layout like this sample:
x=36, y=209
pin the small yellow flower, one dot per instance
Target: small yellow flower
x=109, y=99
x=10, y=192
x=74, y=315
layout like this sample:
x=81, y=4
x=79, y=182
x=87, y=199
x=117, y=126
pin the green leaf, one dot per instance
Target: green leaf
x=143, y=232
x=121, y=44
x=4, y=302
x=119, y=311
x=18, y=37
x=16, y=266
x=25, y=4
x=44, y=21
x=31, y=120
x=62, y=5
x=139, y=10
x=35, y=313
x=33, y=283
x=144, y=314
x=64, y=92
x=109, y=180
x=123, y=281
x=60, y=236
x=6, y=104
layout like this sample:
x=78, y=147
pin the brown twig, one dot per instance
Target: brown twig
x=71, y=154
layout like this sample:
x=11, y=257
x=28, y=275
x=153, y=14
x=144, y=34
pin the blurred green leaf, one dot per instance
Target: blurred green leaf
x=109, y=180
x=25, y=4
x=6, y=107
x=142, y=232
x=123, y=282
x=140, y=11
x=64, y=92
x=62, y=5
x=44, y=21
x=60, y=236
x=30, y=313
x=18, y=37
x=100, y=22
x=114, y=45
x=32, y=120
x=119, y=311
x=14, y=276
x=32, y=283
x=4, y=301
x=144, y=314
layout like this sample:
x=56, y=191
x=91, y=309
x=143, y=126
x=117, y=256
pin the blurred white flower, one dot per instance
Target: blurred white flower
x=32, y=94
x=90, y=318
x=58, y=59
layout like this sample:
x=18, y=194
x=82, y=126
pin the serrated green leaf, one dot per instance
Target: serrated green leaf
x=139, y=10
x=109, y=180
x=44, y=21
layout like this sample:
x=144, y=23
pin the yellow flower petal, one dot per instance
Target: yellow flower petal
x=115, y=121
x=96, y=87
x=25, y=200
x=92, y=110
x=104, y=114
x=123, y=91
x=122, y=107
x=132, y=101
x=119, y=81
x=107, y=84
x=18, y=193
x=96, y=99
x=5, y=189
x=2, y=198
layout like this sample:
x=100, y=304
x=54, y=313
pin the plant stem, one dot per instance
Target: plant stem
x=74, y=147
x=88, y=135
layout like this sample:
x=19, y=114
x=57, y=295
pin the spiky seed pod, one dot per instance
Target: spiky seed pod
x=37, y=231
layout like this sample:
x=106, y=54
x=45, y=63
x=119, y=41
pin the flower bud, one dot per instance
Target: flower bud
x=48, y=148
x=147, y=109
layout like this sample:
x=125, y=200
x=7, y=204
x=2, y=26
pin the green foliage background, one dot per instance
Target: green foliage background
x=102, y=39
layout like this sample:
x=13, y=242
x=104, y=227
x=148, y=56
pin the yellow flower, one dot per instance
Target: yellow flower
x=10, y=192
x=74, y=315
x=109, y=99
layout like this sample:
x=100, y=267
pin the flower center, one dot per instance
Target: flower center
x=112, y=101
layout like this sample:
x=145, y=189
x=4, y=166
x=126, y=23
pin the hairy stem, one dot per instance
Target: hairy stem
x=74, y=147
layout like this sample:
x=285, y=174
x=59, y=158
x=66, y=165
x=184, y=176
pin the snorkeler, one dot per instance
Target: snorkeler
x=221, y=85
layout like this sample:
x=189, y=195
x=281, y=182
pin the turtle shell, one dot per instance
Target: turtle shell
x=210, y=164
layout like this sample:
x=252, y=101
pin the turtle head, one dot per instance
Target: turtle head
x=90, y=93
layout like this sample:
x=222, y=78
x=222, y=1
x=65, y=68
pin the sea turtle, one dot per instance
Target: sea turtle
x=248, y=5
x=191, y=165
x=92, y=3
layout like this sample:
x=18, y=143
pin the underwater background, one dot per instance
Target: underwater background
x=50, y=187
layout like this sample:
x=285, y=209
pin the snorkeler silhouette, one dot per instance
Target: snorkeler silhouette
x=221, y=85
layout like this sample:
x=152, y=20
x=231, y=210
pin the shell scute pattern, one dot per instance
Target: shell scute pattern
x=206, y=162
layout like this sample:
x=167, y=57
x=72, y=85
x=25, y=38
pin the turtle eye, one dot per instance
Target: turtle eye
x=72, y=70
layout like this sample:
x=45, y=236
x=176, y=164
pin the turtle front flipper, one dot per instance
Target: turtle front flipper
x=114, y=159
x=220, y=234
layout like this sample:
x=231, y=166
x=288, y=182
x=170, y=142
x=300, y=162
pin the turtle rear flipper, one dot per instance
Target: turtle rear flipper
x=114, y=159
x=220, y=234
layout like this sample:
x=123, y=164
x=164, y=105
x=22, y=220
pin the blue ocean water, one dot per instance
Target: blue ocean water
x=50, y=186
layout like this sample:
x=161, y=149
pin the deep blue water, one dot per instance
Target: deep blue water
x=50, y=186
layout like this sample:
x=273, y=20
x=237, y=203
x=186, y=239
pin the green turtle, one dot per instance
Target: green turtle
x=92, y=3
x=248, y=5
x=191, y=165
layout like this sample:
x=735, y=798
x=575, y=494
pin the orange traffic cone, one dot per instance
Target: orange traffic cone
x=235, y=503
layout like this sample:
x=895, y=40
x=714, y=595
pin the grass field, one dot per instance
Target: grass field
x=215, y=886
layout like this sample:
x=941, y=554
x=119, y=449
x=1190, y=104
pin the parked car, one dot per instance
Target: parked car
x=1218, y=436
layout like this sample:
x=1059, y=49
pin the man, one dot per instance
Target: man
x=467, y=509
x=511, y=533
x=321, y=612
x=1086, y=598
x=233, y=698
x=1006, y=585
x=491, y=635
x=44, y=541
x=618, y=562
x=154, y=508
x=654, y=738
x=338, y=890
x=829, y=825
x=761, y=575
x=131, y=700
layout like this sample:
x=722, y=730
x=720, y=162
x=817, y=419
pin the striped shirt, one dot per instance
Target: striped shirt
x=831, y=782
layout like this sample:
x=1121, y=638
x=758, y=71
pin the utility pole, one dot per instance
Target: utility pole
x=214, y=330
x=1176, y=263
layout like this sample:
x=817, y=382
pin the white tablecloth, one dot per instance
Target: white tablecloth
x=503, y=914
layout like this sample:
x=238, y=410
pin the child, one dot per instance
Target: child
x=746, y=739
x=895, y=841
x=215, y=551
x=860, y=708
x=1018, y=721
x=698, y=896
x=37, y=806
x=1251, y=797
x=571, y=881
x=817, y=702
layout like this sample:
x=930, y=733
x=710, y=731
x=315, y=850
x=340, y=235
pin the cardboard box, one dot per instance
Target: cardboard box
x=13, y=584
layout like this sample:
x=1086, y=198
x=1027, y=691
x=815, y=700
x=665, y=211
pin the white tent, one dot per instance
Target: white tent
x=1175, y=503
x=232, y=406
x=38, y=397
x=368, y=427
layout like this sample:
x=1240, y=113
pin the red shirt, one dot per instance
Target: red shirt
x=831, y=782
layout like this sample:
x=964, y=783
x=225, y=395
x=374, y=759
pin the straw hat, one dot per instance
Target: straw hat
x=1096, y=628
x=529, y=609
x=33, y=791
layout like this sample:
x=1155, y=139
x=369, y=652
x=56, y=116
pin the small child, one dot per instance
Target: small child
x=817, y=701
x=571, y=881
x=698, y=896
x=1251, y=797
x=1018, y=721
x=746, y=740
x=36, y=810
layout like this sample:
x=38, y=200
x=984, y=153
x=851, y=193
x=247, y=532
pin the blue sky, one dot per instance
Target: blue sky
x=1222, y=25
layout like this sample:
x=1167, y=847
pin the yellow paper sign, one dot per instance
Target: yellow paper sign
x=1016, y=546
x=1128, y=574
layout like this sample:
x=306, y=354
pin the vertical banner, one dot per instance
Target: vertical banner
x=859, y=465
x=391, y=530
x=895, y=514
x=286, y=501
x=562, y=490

☆ ☆ ☆ ☆ ☆ ☆ ☆

→ **Assigned task**:
In the listing above, transcribe exactly everything from the line containing "pin the shell" down to the line containing "x=273, y=20", including both and nothing more.

→ **Result for this exercise**:
pin the shell scute pattern, one dot per instance
Target: shell scute pattern
x=206, y=162
layout like this sample:
x=167, y=57
x=72, y=85
x=25, y=38
pin the turtle eye, one dot per instance
Target: turtle eye
x=72, y=70
layout like this sample:
x=45, y=236
x=176, y=164
pin the turtle front flipper, one dot per instance
Target: turtle front flipper
x=114, y=159
x=220, y=234
layout like this sample:
x=231, y=166
x=288, y=182
x=170, y=142
x=300, y=162
pin the turtle rear flipper, one dot per instance
Target: turtle rear flipper
x=114, y=159
x=220, y=234
layout like this sample:
x=123, y=164
x=164, y=105
x=22, y=220
pin the blue ocean water, one dot per instance
Target: blue ocean water
x=50, y=186
layout like this sample:
x=161, y=149
pin the deep blue water, one dot per instance
Target: deep blue water
x=50, y=186
layout like this sample:
x=273, y=20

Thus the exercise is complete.